INPUT FOR THIS TASK ::
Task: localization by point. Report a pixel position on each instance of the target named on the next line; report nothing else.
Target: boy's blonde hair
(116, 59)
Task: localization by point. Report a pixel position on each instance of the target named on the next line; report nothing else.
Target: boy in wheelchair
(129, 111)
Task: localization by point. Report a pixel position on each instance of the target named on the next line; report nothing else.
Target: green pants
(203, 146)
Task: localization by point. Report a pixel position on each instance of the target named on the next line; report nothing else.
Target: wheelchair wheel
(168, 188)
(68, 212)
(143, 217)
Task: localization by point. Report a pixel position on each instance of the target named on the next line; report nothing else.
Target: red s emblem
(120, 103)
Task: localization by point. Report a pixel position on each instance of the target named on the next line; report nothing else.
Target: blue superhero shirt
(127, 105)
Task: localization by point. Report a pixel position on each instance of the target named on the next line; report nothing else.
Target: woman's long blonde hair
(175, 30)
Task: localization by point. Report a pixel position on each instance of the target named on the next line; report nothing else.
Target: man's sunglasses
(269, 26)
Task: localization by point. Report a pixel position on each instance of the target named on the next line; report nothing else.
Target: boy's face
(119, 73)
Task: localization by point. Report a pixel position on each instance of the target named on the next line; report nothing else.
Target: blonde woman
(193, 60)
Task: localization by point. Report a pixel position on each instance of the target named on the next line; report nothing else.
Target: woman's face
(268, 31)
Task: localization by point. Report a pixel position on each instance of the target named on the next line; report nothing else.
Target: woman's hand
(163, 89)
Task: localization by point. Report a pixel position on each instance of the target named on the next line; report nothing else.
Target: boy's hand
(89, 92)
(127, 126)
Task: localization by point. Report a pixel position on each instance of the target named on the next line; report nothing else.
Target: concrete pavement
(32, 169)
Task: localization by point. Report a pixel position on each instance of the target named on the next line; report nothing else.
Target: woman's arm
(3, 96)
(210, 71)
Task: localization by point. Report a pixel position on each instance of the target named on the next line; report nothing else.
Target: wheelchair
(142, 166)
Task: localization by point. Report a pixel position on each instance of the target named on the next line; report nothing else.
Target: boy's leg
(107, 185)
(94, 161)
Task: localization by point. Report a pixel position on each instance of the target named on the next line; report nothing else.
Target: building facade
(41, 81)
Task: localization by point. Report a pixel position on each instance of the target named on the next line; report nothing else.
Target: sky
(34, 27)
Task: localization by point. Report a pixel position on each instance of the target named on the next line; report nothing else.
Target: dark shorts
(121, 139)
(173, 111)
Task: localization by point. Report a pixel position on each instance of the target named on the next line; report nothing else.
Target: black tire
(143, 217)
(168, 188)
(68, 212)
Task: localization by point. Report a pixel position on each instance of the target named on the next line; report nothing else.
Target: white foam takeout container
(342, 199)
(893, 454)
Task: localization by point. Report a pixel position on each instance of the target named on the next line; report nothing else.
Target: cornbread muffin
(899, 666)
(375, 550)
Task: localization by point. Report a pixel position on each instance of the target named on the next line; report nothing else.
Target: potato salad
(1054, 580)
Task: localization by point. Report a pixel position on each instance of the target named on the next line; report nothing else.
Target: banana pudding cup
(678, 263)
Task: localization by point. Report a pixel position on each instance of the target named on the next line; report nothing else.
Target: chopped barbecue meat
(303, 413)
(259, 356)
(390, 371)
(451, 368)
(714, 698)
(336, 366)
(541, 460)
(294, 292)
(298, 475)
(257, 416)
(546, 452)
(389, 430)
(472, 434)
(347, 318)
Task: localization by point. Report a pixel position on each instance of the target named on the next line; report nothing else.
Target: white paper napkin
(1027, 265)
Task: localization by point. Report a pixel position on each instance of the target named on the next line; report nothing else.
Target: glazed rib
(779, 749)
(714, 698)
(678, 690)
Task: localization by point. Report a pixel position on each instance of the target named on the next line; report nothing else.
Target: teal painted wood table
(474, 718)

YOUR ASSIGNMENT :: Reproduce the listing above word for word.

SOLUTION FOR THIS EXERCISE ::
Task: localization by point. Report a pixel position on each instance of the target named on the next line; report nothing else.
Target: boy's blonde hair
(116, 59)
Task: localization by point. Report a pixel position on each instance of the target named on the next line; report nothing else.
Target: boy in wheelchair
(129, 111)
Task: localization by point. Report a pixel position on each instance of the target named on the next line; report nothing else.
Target: green pants
(203, 146)
Task: localization by point. Report a pixel position on each instance of the target named on the next line; report nothing else.
Target: wheelchair wheel
(168, 188)
(68, 212)
(143, 217)
Task: localization by point. Report a pixel position on each instance of the target named on the next line; report nothing else.
Target: red s emblem
(120, 103)
Task: localization by point. Report a pixel position on each instance of the target named on the next line; report nothing else.
Target: blue superhero shirt
(127, 105)
Task: localization by point. Report a pixel position on each instance of the target named on the next line; report nothing else.
Target: woman's long blonde hair
(175, 30)
Task: localization by point. Report a pixel position on each instance of the target named on the next line; report nothing else.
Target: man's sunglasses
(269, 26)
Task: localization by point. Report a pixel position on each instance of the target named on the next line; report nothing else.
Target: boy's face
(119, 73)
Task: localization by point. Report a pixel position on each instance of the target named on the next line; report nothing else.
Target: blonde woman
(193, 60)
Task: localization by point. Report a pixel position on each instance of the target named on the next line; report nothing else.
Target: woman's face
(268, 31)
Task: localization by point. Report a pixel position on each instance of the target named on the next line; report nothing else.
Target: woman's hand
(163, 89)
Task: localization by point. Report a pixel position on each instance of the target named on the next line; report nothing else.
Target: boy's hand
(89, 92)
(127, 126)
Task: localization by point. Report a pixel position on each instance of the target named on the next line; report nothing else.
Target: concrete pavement
(32, 169)
Task: localization by point. Report a pixel position on each instance of the target named on the next line; report nothing else.
Target: woman's arm
(3, 96)
(210, 71)
Task: localization by point. Report a pixel position on each instance of the target named on the next line; report nothing else.
Target: wheelchair
(142, 166)
Task: localization by point. Report a pixel position on each instance of the target named on the next line; report nothing else.
Target: boy's leg
(107, 185)
(94, 161)
Task: localization by point. Report a pixel position on each instance of the target named on the next line; report nothing else.
Target: building facade
(41, 81)
Task: localization by point. Report a pixel position on each instance of the target named on the next line; report nothing else.
Target: sky
(34, 27)
Task: localization by point. Report a pixel position on each instance of the target named on the next line; report nothing else.
Target: dark shorts
(121, 139)
(173, 111)
Task: localization by point. Report a pixel position on each instance of the target named on the next line; report nothing else.
Target: black tire
(143, 217)
(168, 188)
(68, 212)
Task: localization by point. Report a pixel position on each instance of the target named on the next line; report nothing else.
Target: white foam takeout container
(342, 199)
(893, 454)
Task: localization by point. Report a pixel position on each instance of the target named on the next line; report nothing else.
Target: cornbread muffin
(899, 666)
(375, 550)
Task: localization by point. Report a pixel position on each instance of the target named on the next line; report nothing else.
Target: potato salad
(1054, 580)
Task: localization by point. Report a pixel position on each instance of the target named on the next line; report nothing else.
Target: banana pudding cup
(678, 263)
Task: localization by point. Report a pixel position on each instance of the target named on the next line; report nothing else.
Target: chopped barbecue meat
(303, 413)
(259, 356)
(390, 371)
(451, 368)
(714, 698)
(336, 366)
(541, 460)
(294, 292)
(298, 475)
(257, 416)
(546, 452)
(389, 430)
(472, 434)
(347, 318)
Task: localization by point. Report a pixel position on each instance of the target named on the next line; report nothing else.
Target: white paper napkin
(1027, 265)
Task: localization by point. Report a pixel position on each instance of the target named on the next line; report nothing else.
Target: glazed rib
(779, 749)
(714, 698)
(678, 690)
Task: localization by point. Report a pixel position on each instance of the target named on the next line; report nothing else.
Target: teal painted wood table
(474, 718)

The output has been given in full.